ASSIGNMENT:
Each entry in this listing needs to be written out again, word for word.

INPUT MATERIAL:
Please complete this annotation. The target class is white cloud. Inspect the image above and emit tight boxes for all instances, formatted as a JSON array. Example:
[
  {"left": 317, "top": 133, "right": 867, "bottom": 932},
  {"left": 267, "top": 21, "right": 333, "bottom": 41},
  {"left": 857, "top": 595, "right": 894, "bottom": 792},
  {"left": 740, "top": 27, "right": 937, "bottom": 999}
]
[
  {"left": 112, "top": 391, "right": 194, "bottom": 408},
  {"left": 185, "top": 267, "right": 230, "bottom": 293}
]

TASK RESPONSE:
Please complete this annotation. The target class is white cloud. Inspect the image above and emit tight boxes for all instances, formatted as a JSON array. Example:
[
  {"left": 317, "top": 133, "right": 867, "bottom": 932},
  {"left": 267, "top": 21, "right": 333, "bottom": 41},
  {"left": 857, "top": 595, "right": 894, "bottom": 792},
  {"left": 740, "top": 27, "right": 937, "bottom": 999}
]
[
  {"left": 112, "top": 391, "right": 194, "bottom": 408},
  {"left": 185, "top": 267, "right": 230, "bottom": 293}
]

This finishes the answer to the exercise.